■ **YOUR INSTRUCTIONS**:
Set the data down again, word for word, as it appears below.
══ LISTED ENTRIES ══
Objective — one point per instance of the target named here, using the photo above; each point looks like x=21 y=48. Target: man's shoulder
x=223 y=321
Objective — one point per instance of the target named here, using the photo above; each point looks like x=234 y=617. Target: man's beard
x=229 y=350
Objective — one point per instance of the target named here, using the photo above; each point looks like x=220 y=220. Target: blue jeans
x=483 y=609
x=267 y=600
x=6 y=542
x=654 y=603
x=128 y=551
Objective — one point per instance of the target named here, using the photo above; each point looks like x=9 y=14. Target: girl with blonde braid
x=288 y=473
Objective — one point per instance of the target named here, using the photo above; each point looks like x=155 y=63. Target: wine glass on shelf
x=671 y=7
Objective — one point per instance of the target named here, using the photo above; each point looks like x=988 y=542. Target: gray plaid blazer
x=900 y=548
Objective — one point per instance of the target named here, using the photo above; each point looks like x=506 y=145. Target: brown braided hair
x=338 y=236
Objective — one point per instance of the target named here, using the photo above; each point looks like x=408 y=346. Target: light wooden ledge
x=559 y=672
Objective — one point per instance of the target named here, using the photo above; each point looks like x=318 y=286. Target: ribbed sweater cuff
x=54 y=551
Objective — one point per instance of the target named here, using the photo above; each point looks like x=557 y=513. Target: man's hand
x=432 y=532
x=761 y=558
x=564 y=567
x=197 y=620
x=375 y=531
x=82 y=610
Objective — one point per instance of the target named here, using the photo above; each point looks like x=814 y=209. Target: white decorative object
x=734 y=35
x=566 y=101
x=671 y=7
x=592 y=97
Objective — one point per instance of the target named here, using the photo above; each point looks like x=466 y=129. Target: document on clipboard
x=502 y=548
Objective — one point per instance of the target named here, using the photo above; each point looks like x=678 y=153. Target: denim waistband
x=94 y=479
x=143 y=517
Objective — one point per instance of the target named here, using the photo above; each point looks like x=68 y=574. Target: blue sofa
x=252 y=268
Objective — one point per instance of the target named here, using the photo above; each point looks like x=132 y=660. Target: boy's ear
═══
■ **TASK ANSWER**:
Objective — one point per instance of the target named here, using the photo above; each point looks like x=21 y=48. Target: man's shoulder
x=223 y=321
Objective — one point per instance of the target named here, using the photo above; each point looks like x=234 y=617. Target: man's beard
x=229 y=350
Objective — one point per instance of the target named here, using the photo above; each point looks like x=220 y=220. Target: blue jeans
x=483 y=609
x=267 y=600
x=6 y=542
x=654 y=603
x=128 y=551
Objective — one point per instance of the target named here, using the photo above; each point looks like x=9 y=14. Target: girl with blonde braid
x=288 y=473
Objective — one point per instance of the target named here, using the photo above; each point looks like x=155 y=63. Target: wine glass on shelf
x=671 y=7
Objective — one point per instance of the target named here, using the photo above; each point looks like x=988 y=542. Target: gray plaid blazer
x=900 y=548
Objective — one point per instance of the target named here, using the photo above; each point looks like x=506 y=145. Target: brown braided hair
x=338 y=236
Objective — one point per instance of the target named here, using the photo above; each point looks like x=408 y=346. Target: light wooden ledge
x=559 y=672
Objective — one point per instance of the target named here, using the photo above; each point looks like x=318 y=286. Target: ribbed sweater cuff
x=54 y=551
Objective — one point per instance of the target named here, using the photo above; each point looks like x=557 y=513. Target: man's hand
x=432 y=532
x=761 y=558
x=564 y=567
x=197 y=620
x=375 y=531
x=82 y=610
Objective — one point per instance of the target named here, using the photo above; each point looks like x=814 y=209. Target: white decorative object
x=734 y=35
x=566 y=101
x=671 y=7
x=592 y=97
Objective — one point per instance of the target named here, using the photo above; each point looks like x=466 y=129. Target: document on clipboard
x=502 y=548
Objective — one point per instance of the target named here, using the photo above; each point looks like x=678 y=153. Target: denim waistband
x=94 y=479
x=143 y=517
Objective — one point per instance of the target named here, using the photo above; each point looks like x=68 y=574. Target: blue sofa
x=252 y=268
Objective — one point per instance of the target named here, using the photo above; each point looks like x=132 y=660. Target: boy's ear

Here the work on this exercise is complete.